WRITTEN TASK: Please rewrite the material as a numbered list with blank lines dropped, starting at the line containing "Provide the mask of every instance of the asphalt" and going through the line containing "[[[531,399],[533,373],[389,349],[0,347],[0,399]]]". Leave the pictures out of your answer.

____ RECORDS FOR THIS EXERCISE

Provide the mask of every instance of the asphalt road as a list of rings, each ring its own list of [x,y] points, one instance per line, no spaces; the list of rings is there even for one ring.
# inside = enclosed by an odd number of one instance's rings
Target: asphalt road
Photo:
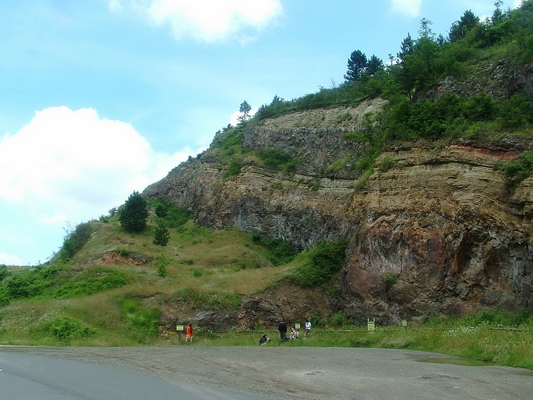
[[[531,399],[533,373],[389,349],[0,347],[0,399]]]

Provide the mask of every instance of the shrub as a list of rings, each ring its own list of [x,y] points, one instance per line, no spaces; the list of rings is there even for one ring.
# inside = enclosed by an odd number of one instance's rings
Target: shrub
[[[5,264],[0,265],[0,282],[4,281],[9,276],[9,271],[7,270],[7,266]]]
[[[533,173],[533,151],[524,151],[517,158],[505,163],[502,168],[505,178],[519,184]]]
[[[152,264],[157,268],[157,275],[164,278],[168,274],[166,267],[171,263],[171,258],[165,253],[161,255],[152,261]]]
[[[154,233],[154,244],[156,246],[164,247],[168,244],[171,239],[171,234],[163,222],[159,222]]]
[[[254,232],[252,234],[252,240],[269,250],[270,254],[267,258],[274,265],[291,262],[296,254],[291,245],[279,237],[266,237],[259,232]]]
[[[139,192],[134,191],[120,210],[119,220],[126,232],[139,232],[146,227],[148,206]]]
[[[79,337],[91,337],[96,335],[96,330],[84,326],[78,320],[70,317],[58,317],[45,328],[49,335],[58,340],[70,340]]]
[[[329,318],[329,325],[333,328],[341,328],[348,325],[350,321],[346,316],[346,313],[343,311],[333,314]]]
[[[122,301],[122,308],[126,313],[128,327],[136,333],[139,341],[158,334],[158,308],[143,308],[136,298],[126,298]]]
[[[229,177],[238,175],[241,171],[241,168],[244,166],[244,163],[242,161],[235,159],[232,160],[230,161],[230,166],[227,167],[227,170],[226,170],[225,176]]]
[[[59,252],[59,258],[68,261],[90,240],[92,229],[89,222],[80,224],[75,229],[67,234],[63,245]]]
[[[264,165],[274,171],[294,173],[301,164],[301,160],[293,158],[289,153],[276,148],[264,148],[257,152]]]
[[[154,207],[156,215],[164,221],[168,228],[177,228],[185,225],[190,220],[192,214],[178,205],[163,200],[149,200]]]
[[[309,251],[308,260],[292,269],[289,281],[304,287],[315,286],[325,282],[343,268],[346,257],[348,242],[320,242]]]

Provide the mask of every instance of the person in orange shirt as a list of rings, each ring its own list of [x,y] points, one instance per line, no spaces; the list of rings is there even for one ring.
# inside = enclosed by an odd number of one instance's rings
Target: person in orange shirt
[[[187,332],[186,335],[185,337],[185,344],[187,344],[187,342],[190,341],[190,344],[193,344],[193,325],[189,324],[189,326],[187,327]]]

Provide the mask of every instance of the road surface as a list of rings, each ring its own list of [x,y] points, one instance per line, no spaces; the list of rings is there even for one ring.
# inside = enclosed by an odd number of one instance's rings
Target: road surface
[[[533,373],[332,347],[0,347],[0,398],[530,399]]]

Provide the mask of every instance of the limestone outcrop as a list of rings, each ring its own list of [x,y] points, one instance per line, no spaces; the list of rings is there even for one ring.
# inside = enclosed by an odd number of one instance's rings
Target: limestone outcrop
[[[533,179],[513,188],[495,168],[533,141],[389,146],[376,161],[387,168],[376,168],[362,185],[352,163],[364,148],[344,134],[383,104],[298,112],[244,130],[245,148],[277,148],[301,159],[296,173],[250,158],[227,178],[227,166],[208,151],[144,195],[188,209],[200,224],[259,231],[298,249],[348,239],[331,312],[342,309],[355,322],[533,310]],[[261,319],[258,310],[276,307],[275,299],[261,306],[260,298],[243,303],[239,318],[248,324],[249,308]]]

________
____ RECORDS FOR THIS EXERCISE

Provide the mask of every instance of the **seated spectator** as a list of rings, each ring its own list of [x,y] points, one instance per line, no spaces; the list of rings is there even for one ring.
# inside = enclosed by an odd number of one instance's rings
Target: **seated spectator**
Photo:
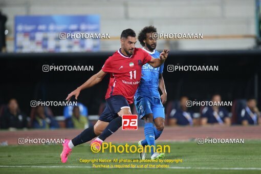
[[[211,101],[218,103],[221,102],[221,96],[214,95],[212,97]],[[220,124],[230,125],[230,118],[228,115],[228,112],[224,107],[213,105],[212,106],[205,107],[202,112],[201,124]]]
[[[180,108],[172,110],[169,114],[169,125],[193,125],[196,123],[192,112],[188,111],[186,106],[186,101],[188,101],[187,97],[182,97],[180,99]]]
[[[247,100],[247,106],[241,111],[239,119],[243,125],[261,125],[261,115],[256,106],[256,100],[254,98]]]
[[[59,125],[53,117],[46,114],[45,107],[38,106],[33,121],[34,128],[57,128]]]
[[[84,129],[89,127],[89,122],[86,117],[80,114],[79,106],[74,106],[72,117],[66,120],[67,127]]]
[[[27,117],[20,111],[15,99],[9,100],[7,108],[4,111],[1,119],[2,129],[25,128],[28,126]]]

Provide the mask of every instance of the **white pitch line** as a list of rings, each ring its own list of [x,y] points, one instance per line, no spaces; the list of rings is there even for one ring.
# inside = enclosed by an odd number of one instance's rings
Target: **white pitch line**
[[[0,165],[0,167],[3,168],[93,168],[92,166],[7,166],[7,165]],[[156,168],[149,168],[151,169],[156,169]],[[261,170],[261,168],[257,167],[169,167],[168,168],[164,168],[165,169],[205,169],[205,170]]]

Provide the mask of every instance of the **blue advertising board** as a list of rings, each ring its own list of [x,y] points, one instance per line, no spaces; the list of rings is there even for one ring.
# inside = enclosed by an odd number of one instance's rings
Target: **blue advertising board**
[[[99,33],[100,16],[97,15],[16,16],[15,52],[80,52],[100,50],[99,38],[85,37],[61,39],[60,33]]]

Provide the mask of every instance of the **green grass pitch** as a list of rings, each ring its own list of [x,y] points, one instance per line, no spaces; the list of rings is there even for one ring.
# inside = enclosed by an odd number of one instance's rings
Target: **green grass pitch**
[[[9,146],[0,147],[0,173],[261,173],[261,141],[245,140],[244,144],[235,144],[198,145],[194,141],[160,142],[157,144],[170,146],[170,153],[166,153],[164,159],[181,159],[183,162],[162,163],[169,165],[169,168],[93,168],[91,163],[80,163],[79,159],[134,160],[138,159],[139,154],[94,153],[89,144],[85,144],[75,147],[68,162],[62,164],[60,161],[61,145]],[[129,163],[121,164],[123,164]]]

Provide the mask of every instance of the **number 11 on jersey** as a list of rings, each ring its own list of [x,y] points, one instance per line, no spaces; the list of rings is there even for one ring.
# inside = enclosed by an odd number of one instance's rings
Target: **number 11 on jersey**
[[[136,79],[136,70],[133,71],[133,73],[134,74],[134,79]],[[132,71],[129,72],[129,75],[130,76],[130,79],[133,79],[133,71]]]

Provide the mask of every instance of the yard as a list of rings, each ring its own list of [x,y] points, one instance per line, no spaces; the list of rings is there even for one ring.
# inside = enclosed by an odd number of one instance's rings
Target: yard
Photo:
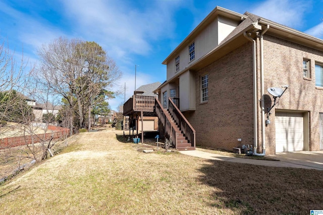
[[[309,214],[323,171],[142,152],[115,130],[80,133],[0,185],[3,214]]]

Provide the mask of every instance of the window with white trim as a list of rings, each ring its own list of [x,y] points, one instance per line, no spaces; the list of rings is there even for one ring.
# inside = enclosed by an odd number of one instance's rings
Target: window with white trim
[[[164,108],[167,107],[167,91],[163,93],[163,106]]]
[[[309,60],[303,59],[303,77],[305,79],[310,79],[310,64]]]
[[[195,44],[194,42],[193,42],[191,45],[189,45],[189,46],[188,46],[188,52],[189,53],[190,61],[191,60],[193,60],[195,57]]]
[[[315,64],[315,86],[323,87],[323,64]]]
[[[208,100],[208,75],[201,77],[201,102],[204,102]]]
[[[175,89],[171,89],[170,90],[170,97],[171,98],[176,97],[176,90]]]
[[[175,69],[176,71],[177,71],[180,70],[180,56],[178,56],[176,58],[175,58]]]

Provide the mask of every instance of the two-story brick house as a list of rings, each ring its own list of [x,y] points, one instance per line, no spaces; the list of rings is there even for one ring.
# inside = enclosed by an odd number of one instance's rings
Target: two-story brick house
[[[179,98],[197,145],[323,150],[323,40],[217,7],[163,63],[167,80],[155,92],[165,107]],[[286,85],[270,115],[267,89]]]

________

SOLUTION TO THE PROBLEM:
1. Provide the mask of every instance of the asphalt road as a list of rings, each ring its own list of [x,y] points, one instance per line, no spaces; the list of rings is there even for one ring.
2. # inside = enclosed by an odd number of one instance's rings
3. Target: asphalt road
4. Photo:
5. [[[531,399],[533,373],[389,349],[0,347],[0,399]]]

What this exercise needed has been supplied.